* [Description of the task]: Each line that contains the word "white" is to be copied from the records below.

(Data items)
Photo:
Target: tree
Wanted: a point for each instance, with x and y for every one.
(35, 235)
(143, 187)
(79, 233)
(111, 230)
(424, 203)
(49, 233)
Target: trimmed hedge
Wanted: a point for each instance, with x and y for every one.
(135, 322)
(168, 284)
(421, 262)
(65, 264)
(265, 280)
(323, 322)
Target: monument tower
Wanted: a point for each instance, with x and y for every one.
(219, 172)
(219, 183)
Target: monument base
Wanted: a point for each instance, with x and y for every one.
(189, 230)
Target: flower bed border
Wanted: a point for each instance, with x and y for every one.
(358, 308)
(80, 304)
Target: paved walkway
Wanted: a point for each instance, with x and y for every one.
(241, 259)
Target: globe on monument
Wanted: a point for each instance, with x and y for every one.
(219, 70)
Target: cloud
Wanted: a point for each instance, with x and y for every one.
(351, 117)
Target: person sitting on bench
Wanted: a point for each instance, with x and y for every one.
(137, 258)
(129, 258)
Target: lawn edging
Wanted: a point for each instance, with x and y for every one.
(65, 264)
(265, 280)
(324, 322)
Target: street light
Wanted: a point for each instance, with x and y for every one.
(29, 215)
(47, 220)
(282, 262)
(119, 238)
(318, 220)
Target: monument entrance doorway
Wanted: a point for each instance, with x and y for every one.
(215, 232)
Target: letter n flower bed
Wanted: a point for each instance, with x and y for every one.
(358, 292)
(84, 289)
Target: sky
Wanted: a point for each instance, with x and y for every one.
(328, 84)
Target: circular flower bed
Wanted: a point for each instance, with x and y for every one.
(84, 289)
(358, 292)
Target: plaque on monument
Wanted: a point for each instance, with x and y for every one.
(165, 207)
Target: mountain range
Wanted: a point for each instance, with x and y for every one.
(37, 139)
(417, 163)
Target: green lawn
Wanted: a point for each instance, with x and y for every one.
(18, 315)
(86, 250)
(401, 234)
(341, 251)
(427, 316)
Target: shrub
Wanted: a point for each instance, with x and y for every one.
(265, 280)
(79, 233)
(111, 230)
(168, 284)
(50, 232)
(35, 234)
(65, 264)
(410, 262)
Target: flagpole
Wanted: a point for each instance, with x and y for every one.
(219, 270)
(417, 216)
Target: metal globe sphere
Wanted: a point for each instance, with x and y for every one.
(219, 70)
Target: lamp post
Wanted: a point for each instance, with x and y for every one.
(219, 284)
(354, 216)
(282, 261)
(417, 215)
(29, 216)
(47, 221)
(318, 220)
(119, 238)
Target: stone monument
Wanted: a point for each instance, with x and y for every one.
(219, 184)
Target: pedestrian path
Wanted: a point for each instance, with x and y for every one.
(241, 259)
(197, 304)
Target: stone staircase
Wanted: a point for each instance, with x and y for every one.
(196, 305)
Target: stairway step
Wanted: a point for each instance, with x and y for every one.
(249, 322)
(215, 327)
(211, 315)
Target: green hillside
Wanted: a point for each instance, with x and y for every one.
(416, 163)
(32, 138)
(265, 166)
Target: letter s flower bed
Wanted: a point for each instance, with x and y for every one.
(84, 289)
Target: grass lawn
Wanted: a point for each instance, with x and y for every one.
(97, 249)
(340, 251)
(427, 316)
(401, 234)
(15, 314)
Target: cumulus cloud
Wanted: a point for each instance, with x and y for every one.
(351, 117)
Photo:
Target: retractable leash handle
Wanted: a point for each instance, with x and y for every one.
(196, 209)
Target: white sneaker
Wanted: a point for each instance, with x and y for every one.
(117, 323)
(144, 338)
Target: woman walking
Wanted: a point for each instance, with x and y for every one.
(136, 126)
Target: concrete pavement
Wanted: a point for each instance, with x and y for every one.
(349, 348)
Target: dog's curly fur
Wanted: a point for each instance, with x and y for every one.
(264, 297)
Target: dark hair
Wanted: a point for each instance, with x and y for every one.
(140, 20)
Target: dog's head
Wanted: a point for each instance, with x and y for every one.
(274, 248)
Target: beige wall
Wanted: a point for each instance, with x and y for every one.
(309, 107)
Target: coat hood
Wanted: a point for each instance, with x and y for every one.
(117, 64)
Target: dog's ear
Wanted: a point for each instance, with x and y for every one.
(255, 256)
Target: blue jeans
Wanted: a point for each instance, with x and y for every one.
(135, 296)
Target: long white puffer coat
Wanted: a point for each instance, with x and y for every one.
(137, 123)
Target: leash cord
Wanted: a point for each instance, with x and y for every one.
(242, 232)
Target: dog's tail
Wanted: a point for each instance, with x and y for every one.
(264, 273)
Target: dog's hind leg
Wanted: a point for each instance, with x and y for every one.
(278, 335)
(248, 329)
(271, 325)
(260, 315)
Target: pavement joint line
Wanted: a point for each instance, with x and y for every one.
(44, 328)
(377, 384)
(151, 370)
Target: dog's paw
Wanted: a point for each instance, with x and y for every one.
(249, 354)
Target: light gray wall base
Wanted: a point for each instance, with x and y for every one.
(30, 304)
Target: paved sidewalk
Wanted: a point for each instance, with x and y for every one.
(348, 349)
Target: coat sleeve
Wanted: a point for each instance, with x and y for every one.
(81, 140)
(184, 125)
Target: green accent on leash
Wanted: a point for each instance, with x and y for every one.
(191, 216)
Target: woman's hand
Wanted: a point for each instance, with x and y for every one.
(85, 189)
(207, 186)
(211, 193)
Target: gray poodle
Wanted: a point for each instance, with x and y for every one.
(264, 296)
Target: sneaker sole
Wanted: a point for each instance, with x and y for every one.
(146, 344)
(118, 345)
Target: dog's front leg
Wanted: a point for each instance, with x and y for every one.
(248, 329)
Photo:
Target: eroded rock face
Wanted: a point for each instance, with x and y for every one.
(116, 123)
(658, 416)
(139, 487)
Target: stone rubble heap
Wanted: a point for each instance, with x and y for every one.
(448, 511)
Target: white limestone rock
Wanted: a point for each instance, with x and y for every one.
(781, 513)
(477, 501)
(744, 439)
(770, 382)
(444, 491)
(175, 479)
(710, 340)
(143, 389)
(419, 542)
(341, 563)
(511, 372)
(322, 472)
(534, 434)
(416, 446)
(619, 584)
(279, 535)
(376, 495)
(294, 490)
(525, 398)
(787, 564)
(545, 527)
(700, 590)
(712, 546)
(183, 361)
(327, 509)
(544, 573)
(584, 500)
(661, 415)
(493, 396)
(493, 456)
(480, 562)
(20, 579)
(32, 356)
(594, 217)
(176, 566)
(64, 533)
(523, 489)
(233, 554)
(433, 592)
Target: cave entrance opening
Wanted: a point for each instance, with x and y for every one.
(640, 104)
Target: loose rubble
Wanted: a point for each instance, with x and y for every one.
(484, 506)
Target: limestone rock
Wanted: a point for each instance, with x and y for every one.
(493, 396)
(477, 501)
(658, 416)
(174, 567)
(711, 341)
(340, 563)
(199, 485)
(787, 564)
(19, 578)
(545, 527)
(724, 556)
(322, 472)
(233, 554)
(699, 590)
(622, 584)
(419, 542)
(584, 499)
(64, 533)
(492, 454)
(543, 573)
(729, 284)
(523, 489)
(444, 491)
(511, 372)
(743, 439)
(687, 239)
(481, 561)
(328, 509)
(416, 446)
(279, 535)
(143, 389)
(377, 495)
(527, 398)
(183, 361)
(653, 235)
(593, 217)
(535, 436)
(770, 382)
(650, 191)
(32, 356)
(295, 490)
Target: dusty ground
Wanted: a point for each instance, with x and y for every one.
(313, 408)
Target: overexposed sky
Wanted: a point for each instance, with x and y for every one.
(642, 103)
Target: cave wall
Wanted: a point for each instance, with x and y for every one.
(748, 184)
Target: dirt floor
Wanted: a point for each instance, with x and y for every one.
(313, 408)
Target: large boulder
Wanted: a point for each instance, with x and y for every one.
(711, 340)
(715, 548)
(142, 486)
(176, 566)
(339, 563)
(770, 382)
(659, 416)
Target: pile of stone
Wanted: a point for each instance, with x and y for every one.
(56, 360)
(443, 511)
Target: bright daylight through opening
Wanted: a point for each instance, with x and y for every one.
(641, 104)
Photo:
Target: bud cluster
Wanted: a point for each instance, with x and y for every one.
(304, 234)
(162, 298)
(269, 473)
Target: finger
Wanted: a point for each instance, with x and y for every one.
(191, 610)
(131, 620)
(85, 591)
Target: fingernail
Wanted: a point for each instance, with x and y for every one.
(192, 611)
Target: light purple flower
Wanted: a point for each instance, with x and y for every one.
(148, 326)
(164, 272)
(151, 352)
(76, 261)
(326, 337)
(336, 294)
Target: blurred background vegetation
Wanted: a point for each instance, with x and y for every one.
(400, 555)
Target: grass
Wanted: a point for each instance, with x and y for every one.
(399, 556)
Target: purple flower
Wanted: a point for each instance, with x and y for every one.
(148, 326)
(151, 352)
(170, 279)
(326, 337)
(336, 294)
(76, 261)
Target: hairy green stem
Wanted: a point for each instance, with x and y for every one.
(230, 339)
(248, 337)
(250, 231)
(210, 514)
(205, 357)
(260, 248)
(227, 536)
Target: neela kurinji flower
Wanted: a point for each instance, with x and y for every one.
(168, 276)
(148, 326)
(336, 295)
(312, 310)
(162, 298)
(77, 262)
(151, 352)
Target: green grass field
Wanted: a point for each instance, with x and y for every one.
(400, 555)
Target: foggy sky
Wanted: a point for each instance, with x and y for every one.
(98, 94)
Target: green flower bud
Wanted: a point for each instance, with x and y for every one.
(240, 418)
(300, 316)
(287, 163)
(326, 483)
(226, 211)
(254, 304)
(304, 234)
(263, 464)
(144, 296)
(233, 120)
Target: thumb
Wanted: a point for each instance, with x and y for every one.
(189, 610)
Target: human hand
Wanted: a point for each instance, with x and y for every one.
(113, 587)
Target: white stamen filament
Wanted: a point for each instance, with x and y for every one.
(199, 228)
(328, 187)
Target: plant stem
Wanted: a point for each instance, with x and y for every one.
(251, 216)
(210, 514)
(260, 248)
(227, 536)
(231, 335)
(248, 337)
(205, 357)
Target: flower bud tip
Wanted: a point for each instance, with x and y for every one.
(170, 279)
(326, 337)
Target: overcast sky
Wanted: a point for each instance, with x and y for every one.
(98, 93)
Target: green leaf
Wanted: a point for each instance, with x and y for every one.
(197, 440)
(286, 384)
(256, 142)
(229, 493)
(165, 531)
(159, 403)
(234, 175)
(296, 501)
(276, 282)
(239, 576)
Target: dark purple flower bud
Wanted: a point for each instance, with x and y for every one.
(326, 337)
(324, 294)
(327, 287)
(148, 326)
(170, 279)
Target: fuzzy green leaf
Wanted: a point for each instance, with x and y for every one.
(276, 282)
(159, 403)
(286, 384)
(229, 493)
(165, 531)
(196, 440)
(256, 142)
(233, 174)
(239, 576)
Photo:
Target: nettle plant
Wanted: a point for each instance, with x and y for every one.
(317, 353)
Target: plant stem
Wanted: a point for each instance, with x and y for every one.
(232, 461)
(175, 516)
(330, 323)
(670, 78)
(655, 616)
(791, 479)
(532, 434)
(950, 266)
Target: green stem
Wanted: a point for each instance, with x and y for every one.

* [Response to the task]:
Target: white sneaker
Target: long white puffer coat
Target: white limestone rock
Target: white stamen filament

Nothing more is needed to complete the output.